Consigne 1
Répondez aux questions suivantes sur le texte consacré à l'UGTT ci-dessous.
(a) Sous quels dirigeants les partis uniques étaient-ils intouchables ?
(b) Depuis combien de temps l'UGTT représente-t-elle le véritable contre-pouvoir ?
(c) Quel spectre rôde, selon la dernière phrase ?

Extrait du document

Résultant plus de la conjoncture historique ayant présidé à la naissance du mouvement syndical, que du choix délibéré de ses dirigeants, l'UGTT s'est vue, dès son émergence, strictement impliquée dans la vie politique du pays. Dès lors, elle a occupé une place demeurée vide, celle de contre-pouvoir qui revenait aux partis politiques : ceux-ci ont d'abord été des partis uniques intouchables, sous Bourguiba et Ben Ali, ensuite on a vu proliférer d'innombrables petits partis, émiettés, et qui en dehors du mouvement Ennahdha, n'avaient pas suffisamment d'envergure pour assurer le rôle de contre-pouvoir. En ce concerne le mouvement Ennahdha, son objectif majeur a été, dès le départ, de placer ses pions et ses intérêts, aux poste-clé de l'administration. Le mouvement ne contrecarrait (avec ruse et diplomatie) les décisions des politiques que si elles s'opposaient aux siennes propres. Tout ceci pour dire que l'UGTT représente depuis près d'un siècle et demi, le véritable contre-pouvoir qui critique, s'oppose, nuance les décisions prises par les politiques. Laisser l'UGTT assurer ce rôle est une nécessité absolue, en ces heures où rôde le spectre de la disparition pure et simple des partis politiques, tout comme celui des associations de la société civile.

Enregistrements sources
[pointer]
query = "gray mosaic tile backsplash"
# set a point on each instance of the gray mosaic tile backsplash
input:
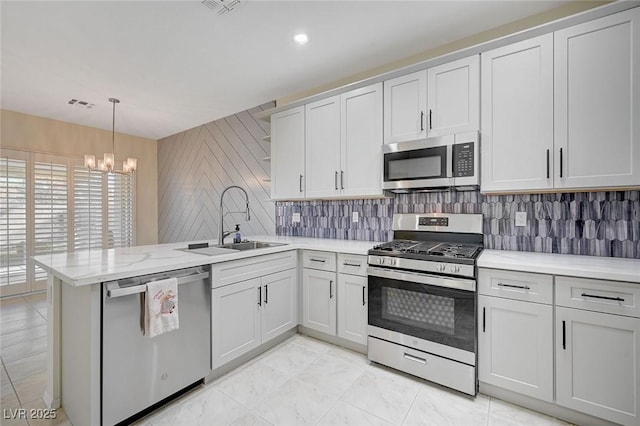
(590, 223)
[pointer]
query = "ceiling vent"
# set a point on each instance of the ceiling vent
(221, 6)
(79, 103)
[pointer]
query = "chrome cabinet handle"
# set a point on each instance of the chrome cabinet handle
(617, 299)
(548, 175)
(126, 291)
(415, 358)
(523, 287)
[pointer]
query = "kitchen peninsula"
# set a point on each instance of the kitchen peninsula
(74, 294)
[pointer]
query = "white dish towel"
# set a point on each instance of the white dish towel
(161, 307)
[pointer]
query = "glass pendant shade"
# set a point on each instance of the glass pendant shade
(90, 161)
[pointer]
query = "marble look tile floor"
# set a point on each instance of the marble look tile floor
(302, 381)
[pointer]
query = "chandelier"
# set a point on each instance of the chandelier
(107, 164)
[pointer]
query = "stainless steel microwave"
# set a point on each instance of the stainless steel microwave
(433, 163)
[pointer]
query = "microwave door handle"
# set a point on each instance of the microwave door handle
(450, 163)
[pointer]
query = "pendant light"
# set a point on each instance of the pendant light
(107, 163)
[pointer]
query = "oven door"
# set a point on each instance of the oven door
(436, 310)
(417, 165)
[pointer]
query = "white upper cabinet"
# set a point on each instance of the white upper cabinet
(560, 111)
(361, 135)
(344, 144)
(287, 154)
(453, 97)
(517, 116)
(405, 105)
(597, 102)
(322, 162)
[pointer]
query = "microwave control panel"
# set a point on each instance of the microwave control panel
(463, 159)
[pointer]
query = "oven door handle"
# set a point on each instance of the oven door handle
(416, 277)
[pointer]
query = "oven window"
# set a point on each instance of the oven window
(437, 314)
(419, 309)
(410, 168)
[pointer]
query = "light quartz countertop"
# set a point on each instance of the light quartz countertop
(608, 268)
(87, 267)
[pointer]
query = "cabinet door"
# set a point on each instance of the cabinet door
(279, 304)
(405, 104)
(361, 135)
(287, 154)
(597, 102)
(322, 158)
(319, 300)
(515, 346)
(453, 97)
(235, 316)
(517, 116)
(352, 308)
(597, 364)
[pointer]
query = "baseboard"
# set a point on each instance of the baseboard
(334, 340)
(544, 407)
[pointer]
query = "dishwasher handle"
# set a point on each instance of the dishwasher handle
(126, 291)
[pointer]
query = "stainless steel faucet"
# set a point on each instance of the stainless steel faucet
(222, 234)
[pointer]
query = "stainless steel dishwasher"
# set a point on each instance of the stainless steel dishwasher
(139, 372)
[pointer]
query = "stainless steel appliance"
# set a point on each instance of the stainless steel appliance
(433, 163)
(139, 372)
(422, 298)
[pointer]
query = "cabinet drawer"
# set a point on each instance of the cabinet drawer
(516, 285)
(322, 260)
(245, 269)
(612, 297)
(353, 264)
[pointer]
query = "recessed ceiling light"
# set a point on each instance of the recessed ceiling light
(301, 38)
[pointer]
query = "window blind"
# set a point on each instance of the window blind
(87, 206)
(50, 211)
(13, 221)
(120, 210)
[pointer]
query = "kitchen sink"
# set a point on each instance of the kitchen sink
(229, 247)
(249, 245)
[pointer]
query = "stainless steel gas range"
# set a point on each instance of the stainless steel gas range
(422, 298)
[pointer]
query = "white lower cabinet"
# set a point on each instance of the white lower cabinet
(515, 336)
(319, 300)
(352, 298)
(334, 296)
(515, 344)
(248, 313)
(598, 353)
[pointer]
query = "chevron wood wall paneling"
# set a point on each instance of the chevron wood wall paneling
(196, 165)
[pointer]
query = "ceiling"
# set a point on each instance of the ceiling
(177, 64)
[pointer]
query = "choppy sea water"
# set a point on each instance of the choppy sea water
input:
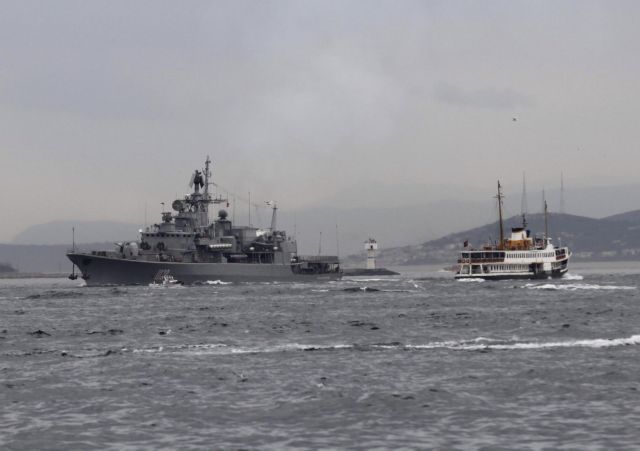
(423, 362)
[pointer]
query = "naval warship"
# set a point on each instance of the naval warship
(191, 248)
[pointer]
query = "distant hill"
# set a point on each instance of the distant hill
(612, 238)
(4, 268)
(59, 232)
(42, 258)
(632, 217)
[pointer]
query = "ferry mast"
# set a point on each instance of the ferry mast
(499, 197)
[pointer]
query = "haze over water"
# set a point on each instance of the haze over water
(425, 362)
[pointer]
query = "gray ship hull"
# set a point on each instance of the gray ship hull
(99, 270)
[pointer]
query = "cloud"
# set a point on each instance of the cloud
(490, 97)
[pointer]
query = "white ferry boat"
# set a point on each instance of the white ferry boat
(519, 257)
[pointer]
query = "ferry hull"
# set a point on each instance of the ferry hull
(555, 274)
(98, 270)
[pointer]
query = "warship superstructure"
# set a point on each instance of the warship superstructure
(521, 256)
(193, 249)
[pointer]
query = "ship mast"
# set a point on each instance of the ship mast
(546, 224)
(499, 197)
(273, 215)
(207, 174)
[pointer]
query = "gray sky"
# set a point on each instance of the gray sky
(108, 105)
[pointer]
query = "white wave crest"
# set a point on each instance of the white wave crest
(576, 286)
(476, 344)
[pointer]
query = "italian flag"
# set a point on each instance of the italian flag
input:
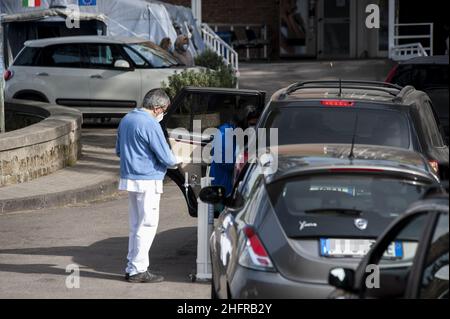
(31, 3)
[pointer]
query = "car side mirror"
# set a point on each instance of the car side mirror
(122, 64)
(342, 278)
(213, 195)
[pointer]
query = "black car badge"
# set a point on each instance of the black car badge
(361, 223)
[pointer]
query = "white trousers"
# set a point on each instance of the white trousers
(144, 219)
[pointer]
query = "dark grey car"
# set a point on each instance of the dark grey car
(281, 234)
(426, 274)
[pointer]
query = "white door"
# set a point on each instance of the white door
(60, 74)
(109, 86)
(336, 29)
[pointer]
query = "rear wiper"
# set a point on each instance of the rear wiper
(340, 211)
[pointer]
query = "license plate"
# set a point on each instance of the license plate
(355, 248)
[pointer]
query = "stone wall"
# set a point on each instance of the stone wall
(42, 148)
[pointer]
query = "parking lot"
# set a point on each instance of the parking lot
(37, 246)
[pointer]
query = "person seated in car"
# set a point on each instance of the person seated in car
(166, 44)
(181, 51)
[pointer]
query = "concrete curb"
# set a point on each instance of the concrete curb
(51, 200)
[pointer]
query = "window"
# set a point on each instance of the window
(387, 197)
(434, 283)
(138, 61)
(154, 55)
(27, 57)
(103, 56)
(65, 56)
(337, 125)
(430, 125)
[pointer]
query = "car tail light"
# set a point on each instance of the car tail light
(337, 103)
(254, 255)
(391, 74)
(8, 74)
(434, 165)
(241, 161)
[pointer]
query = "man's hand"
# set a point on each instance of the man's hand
(177, 165)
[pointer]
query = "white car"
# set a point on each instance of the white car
(100, 75)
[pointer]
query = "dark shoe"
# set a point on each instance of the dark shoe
(145, 277)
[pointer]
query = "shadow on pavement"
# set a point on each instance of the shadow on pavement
(173, 255)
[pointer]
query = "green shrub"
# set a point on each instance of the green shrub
(223, 77)
(210, 59)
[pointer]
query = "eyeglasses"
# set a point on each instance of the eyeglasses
(164, 108)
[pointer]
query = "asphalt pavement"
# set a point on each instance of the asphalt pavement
(37, 247)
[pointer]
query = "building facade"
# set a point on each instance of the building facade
(322, 29)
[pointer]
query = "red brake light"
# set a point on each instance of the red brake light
(337, 103)
(7, 75)
(356, 170)
(434, 165)
(255, 243)
(391, 74)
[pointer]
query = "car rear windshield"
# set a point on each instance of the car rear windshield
(353, 194)
(304, 125)
(27, 57)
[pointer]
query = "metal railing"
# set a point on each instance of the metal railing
(408, 51)
(223, 49)
(421, 44)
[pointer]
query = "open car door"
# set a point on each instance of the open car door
(192, 113)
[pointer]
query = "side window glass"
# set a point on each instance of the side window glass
(212, 110)
(65, 56)
(28, 57)
(434, 283)
(103, 56)
(138, 61)
(431, 125)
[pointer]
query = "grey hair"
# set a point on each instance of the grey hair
(156, 98)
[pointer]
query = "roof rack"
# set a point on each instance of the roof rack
(401, 95)
(345, 84)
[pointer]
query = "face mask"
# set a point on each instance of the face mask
(160, 117)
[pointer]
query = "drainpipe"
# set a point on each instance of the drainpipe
(392, 22)
(2, 101)
(196, 6)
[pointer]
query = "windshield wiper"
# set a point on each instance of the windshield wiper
(340, 211)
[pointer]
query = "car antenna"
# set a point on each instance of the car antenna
(351, 156)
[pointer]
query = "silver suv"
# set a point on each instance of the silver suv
(100, 75)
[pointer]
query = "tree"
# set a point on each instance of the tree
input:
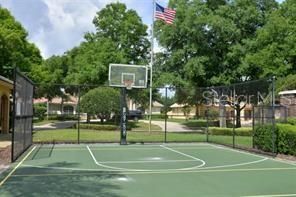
(206, 44)
(120, 37)
(272, 51)
(101, 102)
(125, 28)
(15, 50)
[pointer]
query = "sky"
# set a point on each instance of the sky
(56, 26)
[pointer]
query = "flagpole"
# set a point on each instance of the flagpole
(151, 64)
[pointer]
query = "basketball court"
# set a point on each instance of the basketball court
(198, 169)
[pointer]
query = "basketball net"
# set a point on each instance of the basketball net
(128, 84)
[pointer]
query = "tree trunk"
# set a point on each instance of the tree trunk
(87, 118)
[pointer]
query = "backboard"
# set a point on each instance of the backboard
(129, 76)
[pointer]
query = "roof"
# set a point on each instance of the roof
(287, 92)
(58, 100)
(6, 82)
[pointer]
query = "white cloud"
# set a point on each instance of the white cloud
(56, 26)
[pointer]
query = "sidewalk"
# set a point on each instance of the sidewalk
(171, 126)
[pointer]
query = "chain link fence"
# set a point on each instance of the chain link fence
(22, 114)
(226, 114)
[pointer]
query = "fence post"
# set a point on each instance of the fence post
(273, 115)
(166, 111)
(253, 125)
(78, 111)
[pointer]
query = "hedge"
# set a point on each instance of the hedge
(229, 131)
(285, 138)
(62, 117)
(100, 127)
(263, 137)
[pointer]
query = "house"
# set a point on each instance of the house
(288, 99)
(156, 108)
(178, 111)
(56, 106)
(6, 86)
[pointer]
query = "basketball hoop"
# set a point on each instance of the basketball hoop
(128, 84)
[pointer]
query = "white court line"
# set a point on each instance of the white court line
(20, 163)
(146, 161)
(247, 153)
(142, 170)
(186, 155)
(277, 195)
(149, 172)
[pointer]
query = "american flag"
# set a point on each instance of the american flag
(165, 14)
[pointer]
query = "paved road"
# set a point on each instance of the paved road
(171, 126)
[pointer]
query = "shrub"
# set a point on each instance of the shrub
(263, 137)
(285, 135)
(202, 123)
(229, 131)
(40, 110)
(287, 139)
(62, 117)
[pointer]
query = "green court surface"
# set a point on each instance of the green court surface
(147, 171)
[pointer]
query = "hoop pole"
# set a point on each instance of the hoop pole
(151, 64)
(123, 121)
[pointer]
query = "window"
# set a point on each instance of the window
(68, 109)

Consigne 2
Relevez chaque ligne des enregistrements ci-dessus qui contient la chaîne "stone", en respectant la casse.

Réponse correcte 1
(a) Sous Bourguiba et Ben Ali.
(b) Depuis près d'un siècle et demi.
(c) Le spectre de la disparition pure et simple des partis politiques, tout comme celui des associations de la société civile.

Réponse correcte 2
query = "stone wall"
# set a point on each instance of the stone wall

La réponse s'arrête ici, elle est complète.